WHAT THE TASK ASKS:
Copy from the first line below down to and including the line with "the blurred background". Skip the pictures.
=-=-=-=-=
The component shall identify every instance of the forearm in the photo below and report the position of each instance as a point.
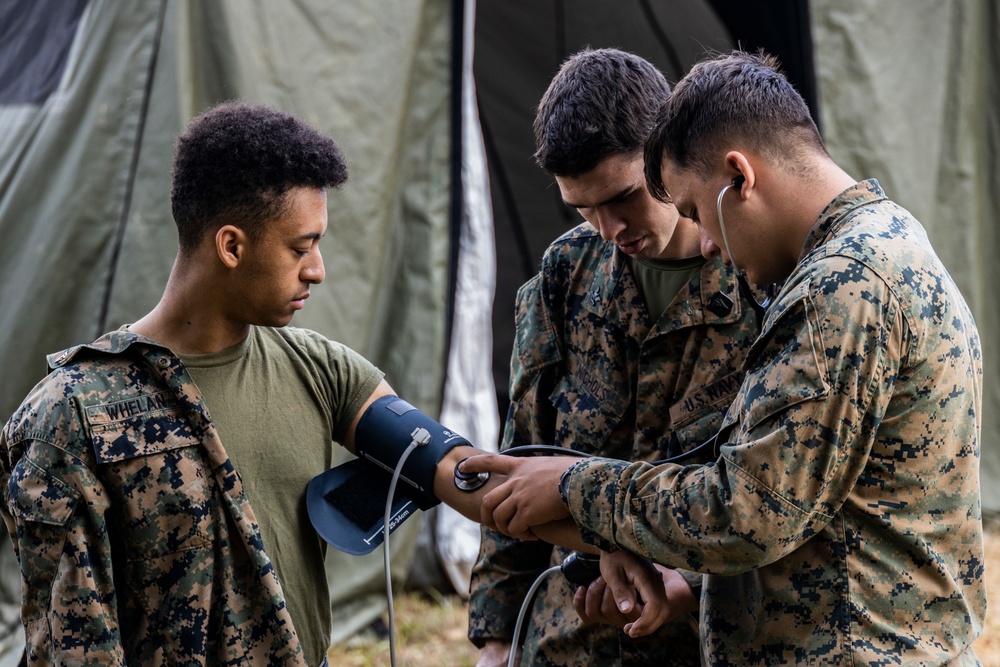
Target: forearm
(564, 533)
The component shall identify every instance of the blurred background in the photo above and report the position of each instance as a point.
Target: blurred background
(445, 213)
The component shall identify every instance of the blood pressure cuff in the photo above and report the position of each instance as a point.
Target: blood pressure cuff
(346, 504)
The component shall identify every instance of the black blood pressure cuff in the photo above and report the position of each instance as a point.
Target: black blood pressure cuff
(346, 504)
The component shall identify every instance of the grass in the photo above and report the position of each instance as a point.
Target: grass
(431, 628)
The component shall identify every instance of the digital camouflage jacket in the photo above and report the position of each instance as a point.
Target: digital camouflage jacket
(841, 524)
(592, 371)
(136, 541)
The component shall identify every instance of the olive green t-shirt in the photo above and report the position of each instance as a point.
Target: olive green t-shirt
(279, 400)
(661, 280)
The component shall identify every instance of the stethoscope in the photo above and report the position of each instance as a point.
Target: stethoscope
(741, 276)
(581, 568)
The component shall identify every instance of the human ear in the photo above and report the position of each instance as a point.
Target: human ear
(741, 170)
(230, 244)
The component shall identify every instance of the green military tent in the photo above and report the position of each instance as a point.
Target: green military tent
(432, 102)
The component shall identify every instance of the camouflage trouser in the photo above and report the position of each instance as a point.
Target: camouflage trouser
(555, 637)
(11, 634)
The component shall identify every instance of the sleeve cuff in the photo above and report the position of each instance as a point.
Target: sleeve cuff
(590, 489)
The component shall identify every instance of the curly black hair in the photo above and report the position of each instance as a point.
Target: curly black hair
(235, 163)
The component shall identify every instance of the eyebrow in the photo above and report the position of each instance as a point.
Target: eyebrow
(308, 237)
(613, 198)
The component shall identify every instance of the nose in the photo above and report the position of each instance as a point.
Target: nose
(314, 271)
(609, 225)
(708, 248)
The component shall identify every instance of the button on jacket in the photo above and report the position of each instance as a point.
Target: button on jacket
(593, 371)
(841, 523)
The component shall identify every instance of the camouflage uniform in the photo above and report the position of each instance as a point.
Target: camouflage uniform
(592, 371)
(841, 524)
(135, 537)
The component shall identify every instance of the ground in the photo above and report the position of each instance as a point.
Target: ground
(431, 630)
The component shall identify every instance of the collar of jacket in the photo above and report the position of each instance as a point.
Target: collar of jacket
(712, 297)
(113, 342)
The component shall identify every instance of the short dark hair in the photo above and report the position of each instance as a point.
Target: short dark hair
(235, 163)
(602, 102)
(729, 100)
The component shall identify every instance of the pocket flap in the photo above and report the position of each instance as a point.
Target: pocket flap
(37, 496)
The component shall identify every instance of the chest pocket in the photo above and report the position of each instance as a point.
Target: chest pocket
(588, 410)
(786, 365)
(154, 467)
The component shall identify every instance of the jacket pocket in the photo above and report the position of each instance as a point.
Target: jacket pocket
(587, 410)
(154, 467)
(42, 506)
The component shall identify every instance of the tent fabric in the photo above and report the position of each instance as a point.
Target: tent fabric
(85, 178)
(910, 95)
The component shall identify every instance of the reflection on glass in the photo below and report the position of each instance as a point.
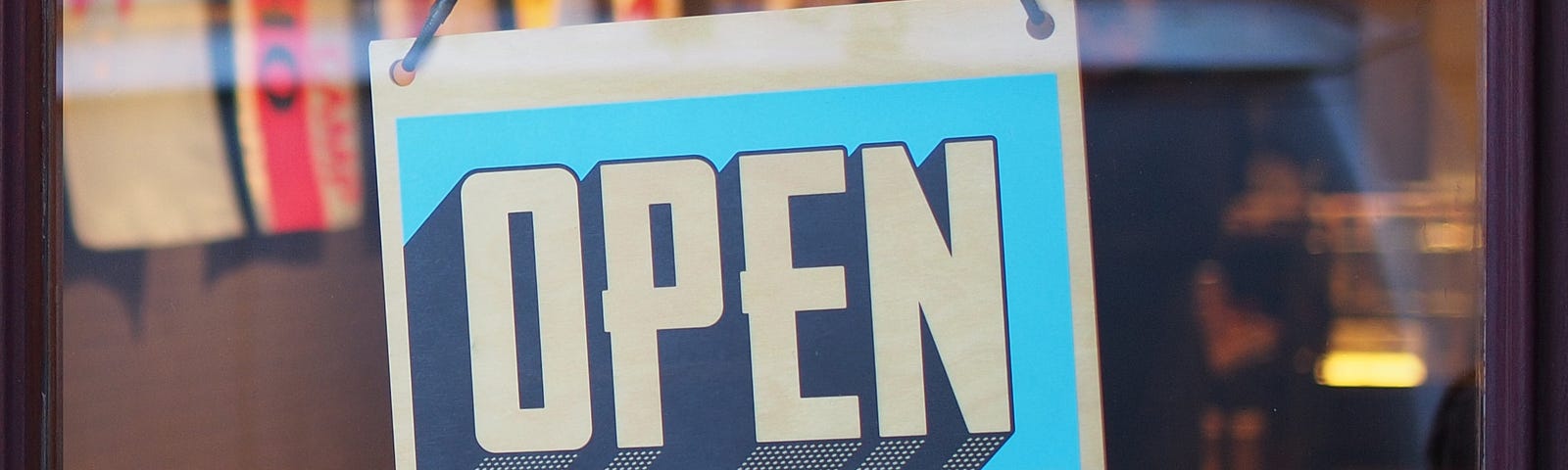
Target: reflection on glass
(1285, 231)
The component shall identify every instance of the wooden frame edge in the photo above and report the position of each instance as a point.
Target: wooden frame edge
(30, 235)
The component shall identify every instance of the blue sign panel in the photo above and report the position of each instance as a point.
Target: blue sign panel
(847, 278)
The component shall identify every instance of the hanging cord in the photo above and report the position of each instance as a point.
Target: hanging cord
(404, 70)
(1040, 23)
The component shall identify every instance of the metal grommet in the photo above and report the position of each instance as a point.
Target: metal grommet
(400, 75)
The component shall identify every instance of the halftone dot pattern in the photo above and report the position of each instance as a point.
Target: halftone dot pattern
(802, 456)
(893, 454)
(974, 453)
(634, 459)
(529, 462)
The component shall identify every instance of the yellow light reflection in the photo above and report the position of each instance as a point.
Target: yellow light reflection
(1380, 370)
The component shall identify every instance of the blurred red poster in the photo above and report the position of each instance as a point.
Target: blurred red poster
(640, 10)
(297, 114)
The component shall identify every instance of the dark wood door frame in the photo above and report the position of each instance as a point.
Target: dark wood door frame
(28, 232)
(1525, 412)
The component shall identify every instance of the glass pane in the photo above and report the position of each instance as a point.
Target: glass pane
(1283, 196)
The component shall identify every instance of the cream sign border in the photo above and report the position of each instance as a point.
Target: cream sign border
(737, 54)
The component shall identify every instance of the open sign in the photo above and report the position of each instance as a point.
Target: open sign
(822, 274)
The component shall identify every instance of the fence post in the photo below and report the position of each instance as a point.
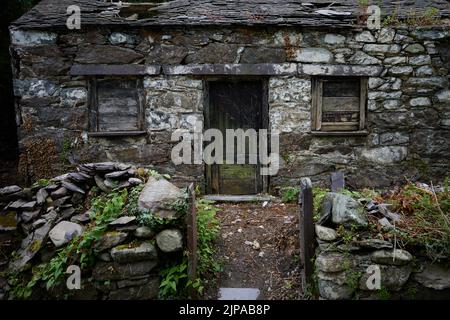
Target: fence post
(191, 221)
(307, 234)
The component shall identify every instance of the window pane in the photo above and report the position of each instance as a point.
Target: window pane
(118, 105)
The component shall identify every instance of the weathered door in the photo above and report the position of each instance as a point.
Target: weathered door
(235, 105)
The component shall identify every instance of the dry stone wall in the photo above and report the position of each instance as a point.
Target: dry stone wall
(355, 262)
(127, 253)
(408, 116)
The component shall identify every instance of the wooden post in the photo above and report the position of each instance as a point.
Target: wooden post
(337, 181)
(307, 234)
(191, 222)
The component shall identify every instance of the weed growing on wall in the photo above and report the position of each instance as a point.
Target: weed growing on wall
(174, 282)
(105, 209)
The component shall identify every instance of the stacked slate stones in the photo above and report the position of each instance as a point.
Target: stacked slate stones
(127, 254)
(347, 265)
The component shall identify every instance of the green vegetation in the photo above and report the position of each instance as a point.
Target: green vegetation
(425, 218)
(174, 282)
(104, 209)
(429, 16)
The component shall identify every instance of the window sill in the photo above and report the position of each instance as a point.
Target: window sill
(341, 133)
(116, 134)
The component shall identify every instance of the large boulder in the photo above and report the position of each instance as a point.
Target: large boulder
(347, 212)
(158, 196)
(64, 232)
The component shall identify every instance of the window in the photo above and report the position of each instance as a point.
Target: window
(339, 104)
(116, 107)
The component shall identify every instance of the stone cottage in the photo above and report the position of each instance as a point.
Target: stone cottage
(373, 103)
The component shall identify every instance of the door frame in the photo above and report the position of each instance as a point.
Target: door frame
(262, 181)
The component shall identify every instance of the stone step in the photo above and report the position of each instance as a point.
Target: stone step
(239, 294)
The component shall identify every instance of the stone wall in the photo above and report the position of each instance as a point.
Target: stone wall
(408, 117)
(349, 257)
(124, 254)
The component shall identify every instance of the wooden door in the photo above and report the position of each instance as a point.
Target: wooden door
(235, 105)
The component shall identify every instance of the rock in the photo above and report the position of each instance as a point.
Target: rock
(384, 222)
(64, 232)
(28, 38)
(134, 252)
(433, 276)
(147, 291)
(332, 291)
(8, 221)
(138, 281)
(386, 35)
(374, 244)
(363, 58)
(347, 211)
(27, 216)
(158, 196)
(381, 48)
(385, 155)
(41, 195)
(429, 34)
(38, 223)
(122, 221)
(135, 181)
(9, 190)
(333, 262)
(144, 233)
(29, 247)
(424, 71)
(61, 201)
(430, 82)
(106, 54)
(214, 53)
(263, 55)
(81, 218)
(395, 257)
(79, 176)
(313, 55)
(170, 240)
(325, 234)
(415, 48)
(420, 102)
(104, 271)
(420, 60)
(365, 36)
(401, 71)
(166, 54)
(59, 193)
(333, 39)
(394, 60)
(443, 96)
(99, 182)
(116, 174)
(120, 38)
(109, 240)
(28, 205)
(70, 186)
(392, 277)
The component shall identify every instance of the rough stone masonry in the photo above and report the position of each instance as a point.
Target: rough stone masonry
(408, 99)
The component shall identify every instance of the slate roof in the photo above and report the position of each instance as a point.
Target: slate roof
(311, 13)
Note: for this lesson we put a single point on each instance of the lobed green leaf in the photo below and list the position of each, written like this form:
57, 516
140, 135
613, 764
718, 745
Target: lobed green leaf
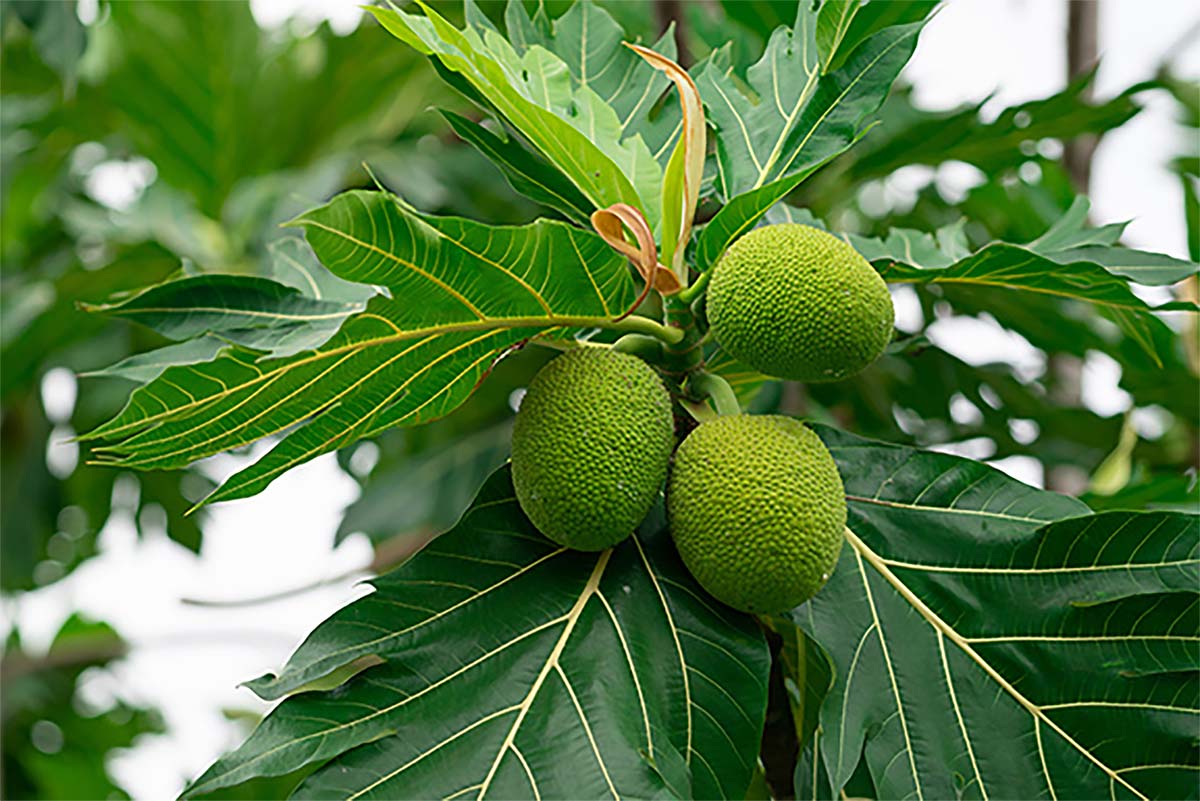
1018, 648
492, 638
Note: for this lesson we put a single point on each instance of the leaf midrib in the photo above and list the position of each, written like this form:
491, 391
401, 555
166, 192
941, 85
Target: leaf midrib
552, 321
946, 630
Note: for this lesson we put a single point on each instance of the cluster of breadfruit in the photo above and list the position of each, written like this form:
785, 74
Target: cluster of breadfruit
755, 504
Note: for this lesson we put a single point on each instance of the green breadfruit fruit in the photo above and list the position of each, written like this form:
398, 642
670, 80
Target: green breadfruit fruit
757, 510
797, 302
591, 446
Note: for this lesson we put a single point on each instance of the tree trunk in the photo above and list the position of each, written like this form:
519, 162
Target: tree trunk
1083, 50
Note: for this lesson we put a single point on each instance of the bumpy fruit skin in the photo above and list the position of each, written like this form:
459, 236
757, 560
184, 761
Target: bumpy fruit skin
591, 446
757, 510
797, 302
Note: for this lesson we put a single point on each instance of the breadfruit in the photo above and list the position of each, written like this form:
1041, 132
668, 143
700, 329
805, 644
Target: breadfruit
756, 510
591, 446
797, 302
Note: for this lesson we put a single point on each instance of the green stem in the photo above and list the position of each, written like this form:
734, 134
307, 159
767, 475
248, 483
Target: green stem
=-=-=-=-=
TASK ANSWER:
The component shall identify every instance of the forearm in the photo below and report the position of each instance as a point.
Target: forearm
(564, 533)
The component shall identify every instance of the blurred background in the photo above and report the position of each instance as a point.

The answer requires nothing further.